RECORDS SHOWN:
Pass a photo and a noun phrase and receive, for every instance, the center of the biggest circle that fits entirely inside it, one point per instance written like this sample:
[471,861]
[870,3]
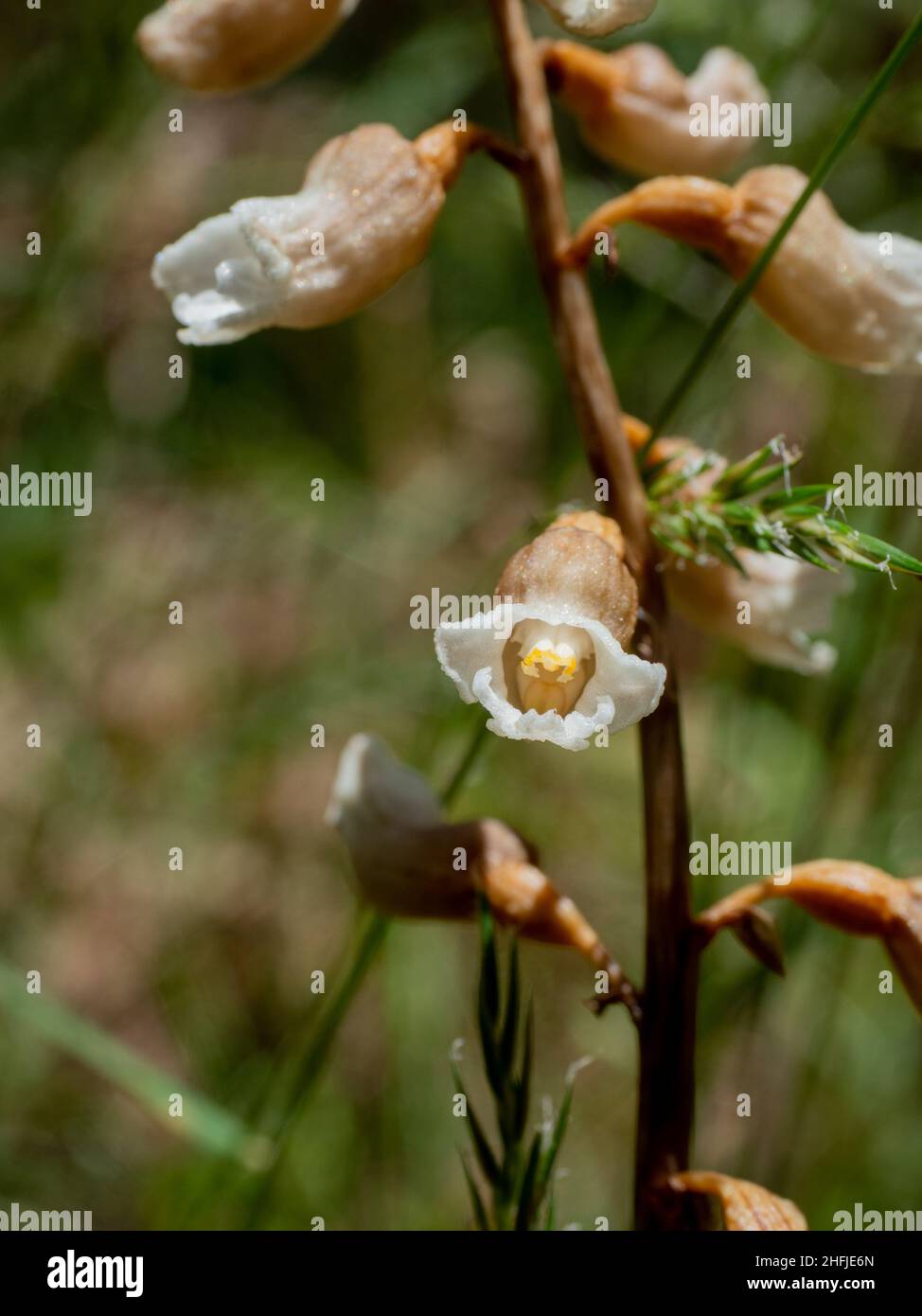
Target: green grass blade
[203,1121]
[821,171]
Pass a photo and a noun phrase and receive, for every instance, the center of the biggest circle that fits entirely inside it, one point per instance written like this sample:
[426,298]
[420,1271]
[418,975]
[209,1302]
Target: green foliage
[797,522]
[519,1177]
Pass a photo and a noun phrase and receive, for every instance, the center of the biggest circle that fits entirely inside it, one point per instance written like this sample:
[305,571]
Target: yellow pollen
[558,664]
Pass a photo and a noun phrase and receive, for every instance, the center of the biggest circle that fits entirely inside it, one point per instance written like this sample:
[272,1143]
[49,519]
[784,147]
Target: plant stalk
[669,992]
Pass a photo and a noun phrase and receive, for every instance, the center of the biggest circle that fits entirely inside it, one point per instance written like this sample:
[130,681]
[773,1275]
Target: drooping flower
[854,297]
[772,613]
[854,898]
[229,44]
[362,219]
[745,1207]
[775,611]
[633,105]
[550,661]
[412,863]
[597,17]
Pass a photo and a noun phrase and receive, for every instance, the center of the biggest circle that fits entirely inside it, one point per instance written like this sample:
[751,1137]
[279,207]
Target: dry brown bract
[854,297]
[854,898]
[746,1205]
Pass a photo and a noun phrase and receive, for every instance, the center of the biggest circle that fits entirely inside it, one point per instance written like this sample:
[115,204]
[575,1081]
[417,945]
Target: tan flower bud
[854,898]
[411,863]
[228,44]
[745,1205]
[597,17]
[788,601]
[362,219]
[854,297]
[634,108]
[550,661]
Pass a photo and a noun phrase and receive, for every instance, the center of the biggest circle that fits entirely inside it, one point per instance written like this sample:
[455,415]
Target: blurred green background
[296,614]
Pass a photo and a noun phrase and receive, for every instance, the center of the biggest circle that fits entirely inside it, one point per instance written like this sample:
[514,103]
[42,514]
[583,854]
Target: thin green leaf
[510,1020]
[485,1153]
[527,1197]
[204,1123]
[823,169]
[476,1200]
[489,970]
[523,1083]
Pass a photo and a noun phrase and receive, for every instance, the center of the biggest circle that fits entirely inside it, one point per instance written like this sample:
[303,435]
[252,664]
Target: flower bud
[633,105]
[597,17]
[855,898]
[854,297]
[411,863]
[746,1207]
[550,661]
[362,219]
[228,44]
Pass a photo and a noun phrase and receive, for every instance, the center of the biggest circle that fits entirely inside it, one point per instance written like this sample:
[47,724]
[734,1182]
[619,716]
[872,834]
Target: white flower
[633,105]
[363,218]
[226,44]
[597,17]
[549,664]
[789,603]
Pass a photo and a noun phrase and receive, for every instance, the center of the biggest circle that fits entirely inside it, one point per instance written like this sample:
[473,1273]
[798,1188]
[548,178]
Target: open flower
[228,44]
[855,297]
[597,17]
[854,898]
[550,662]
[412,863]
[633,105]
[362,219]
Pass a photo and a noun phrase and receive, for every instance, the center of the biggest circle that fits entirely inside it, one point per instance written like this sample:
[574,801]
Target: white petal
[372,787]
[622,690]
[598,17]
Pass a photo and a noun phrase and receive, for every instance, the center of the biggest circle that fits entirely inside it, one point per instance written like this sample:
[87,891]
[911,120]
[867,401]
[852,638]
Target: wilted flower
[854,898]
[412,863]
[362,219]
[855,297]
[597,17]
[746,1207]
[633,105]
[228,44]
[550,661]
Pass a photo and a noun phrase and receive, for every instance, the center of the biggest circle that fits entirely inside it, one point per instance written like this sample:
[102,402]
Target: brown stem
[667,1026]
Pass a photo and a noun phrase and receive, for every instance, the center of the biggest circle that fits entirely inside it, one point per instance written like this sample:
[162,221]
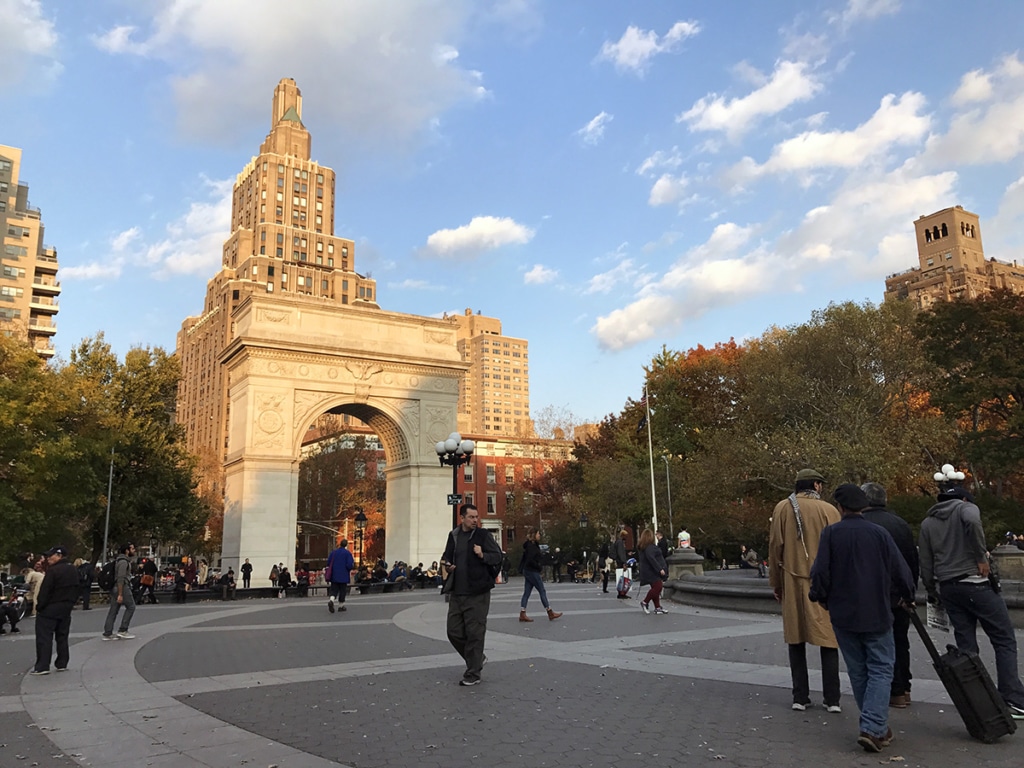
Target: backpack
[104,577]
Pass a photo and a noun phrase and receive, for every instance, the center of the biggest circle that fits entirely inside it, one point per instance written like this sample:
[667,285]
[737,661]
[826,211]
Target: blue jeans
[869,659]
[967,604]
[534,582]
[129,605]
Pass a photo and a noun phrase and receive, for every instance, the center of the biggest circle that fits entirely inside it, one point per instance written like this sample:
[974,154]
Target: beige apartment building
[283,243]
[494,396]
[951,262]
[29,288]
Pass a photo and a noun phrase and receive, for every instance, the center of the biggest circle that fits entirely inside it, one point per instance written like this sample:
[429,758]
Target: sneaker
[869,742]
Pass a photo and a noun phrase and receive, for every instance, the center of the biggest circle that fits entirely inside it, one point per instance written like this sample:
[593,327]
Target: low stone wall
[744,591]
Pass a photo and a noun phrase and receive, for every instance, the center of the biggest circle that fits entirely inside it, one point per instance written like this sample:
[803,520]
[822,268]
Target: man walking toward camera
[470,554]
[121,595]
[855,573]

TASK: Repeat all the data as it stands, dropping any images it holds.

SOLUTION TO THE EXERCISE:
Pass a photo and a noun phrase and receive, for every instance, the center of the biggest circle that fits entirely inside it, one point per instance written like this sample:
[471,861]
[870,3]
Target: green grass blade
[203,1121]
[821,171]
Pass a photo and a noun phrase and receive, for every instance, the center of the biggest circle that fits entirely inside it, one point per instance written like this sample:
[426,298]
[420,1271]
[418,975]
[209,1302]
Target: green foliage
[797,522]
[519,1177]
Pass a photo and a noun phrase and receive, for every instance, the center of the biggest circle that fits entirely inside it, one point per instance written like this sample:
[305,571]
Target: yellow pollen
[558,664]
Pass a photo and a noun phrase and receive, for every instance, the center of the biggest circle that fits entirely inside it, one point per instance written like this sample:
[272,1143]
[49,519]
[784,147]
Target: plant stalk
[669,992]
Pass a photo and a noun phrase and receive, for every instance, the center of the biggest circle that fits entirely inside it, one point per instance written like this sample:
[130,681]
[773,1275]
Target: drooping flower
[854,297]
[772,613]
[854,898]
[229,44]
[362,219]
[745,1207]
[775,611]
[633,105]
[550,661]
[412,863]
[597,17]
Pass a photo and a noun phrase and receive, for every instance, the center of the biggest circle that fits entirely inside it, one point per instance written like this sample:
[751,1137]
[279,207]
Target: dry brown bract
[854,297]
[854,898]
[746,1205]
Pass a photo and a noun phrase and receive, for every instance, the center of the biggest circle that fits entirely inside it, one point per instance written like this sample:
[115,204]
[575,1081]
[417,945]
Target: tan flower bud
[854,898]
[411,863]
[228,44]
[745,1205]
[597,17]
[788,601]
[362,219]
[854,297]
[634,108]
[550,661]
Pass a photo and a noun phrase and receive, for every instance, the center of the biggest circle that fits entirely inside it, one point per instance written like this sample:
[455,415]
Target: blurred green background
[296,614]
Pass a photo and a noun phrase and receive, for every instance, the center of the biggest circle that fits entirely inside it, one point per instance written like this sample:
[514,103]
[42,514]
[583,854]
Target: thin green leaf
[510,1020]
[485,1153]
[527,1197]
[204,1123]
[823,169]
[476,1200]
[489,970]
[523,1083]
Pass a photo and a noun phrase and receive, for every instance, the center of the biggest circle that fits entirely inside it, one point per instance written like this sample:
[303,435]
[252,664]
Target: flower bud
[633,105]
[597,17]
[855,898]
[854,297]
[411,863]
[746,1207]
[550,661]
[362,219]
[228,44]
Pass a photo and a noun phrase and receive, for every instance, the center of the biggest circle that fits entirely inside it, one point per instance written like this sample:
[47,724]
[734,1182]
[619,716]
[872,834]
Target: white flower
[633,105]
[363,218]
[226,44]
[597,17]
[549,664]
[789,603]
Pass a photo and a noun phrase and receive, for every instance, the center of the biggest circle that fits entirely inside it, one point per instance written like this sample:
[473,1273]
[798,1188]
[548,178]
Target: open flower
[228,44]
[855,297]
[597,17]
[854,898]
[550,662]
[412,863]
[633,105]
[362,219]
Pass a photo and a noun phrase and receive, for every instance, the center of the biggest circle that fits entirely inside it, one point per instance written like this sample:
[574,801]
Target: white petal
[372,787]
[622,690]
[598,17]
Pass a photo and a noun phrase and receive, for every instance, the center of the biggest circle that fits entirely inside it, one point per instance written like this sample:
[87,891]
[911,120]
[867,401]
[852,638]
Target: wilted flower
[854,898]
[412,863]
[362,219]
[855,297]
[597,17]
[746,1207]
[633,105]
[228,44]
[550,661]
Pass a photo and a noun phrase and receive, for every instance, the center of the biggest circle that fits entirely inside it, one point per instance written like this sample:
[102,402]
Target: brown stem
[667,1026]
Pass a photo and a noun phrase and receive, for every instance, the center of the biggest circle that fits entirely inside it, one point per instance written like this sample:
[162,221]
Target: backpack
[104,577]
Pass a photo and a noun phrase and receive, for every instance, the center of the biggest circle that fits entirely inside it, one point per instance written like this sample:
[667,285]
[737,661]
[826,211]
Target: blue jeans
[869,659]
[967,604]
[534,582]
[129,605]
Pass a photo and a noun phrase and receive, for every instance, the center of the biggest circle that fits entirely inside it, one point per instance written like this sample:
[974,154]
Target: beige apartment building
[283,243]
[494,396]
[951,262]
[29,288]
Pass a photo and a noun phrase and receive, for every instance, the center of the biggest circle that fits entirely inside it, one point per instance written like this sample:
[429,758]
Target: sneaker
[869,742]
Pass a photo and a noun phrase and receive, for every instance, the center of the biggest circle that fits entirely inside it, one point per instance written like this sample:
[593,327]
Target: low stone wall
[744,591]
Pass a photo and a noun phrase and receive, for every instance, the center of the biggest circle that fits entirely inside it, one point per instance written like this sample:
[803,520]
[822,268]
Target: man walking toward camera
[470,554]
[121,595]
[855,573]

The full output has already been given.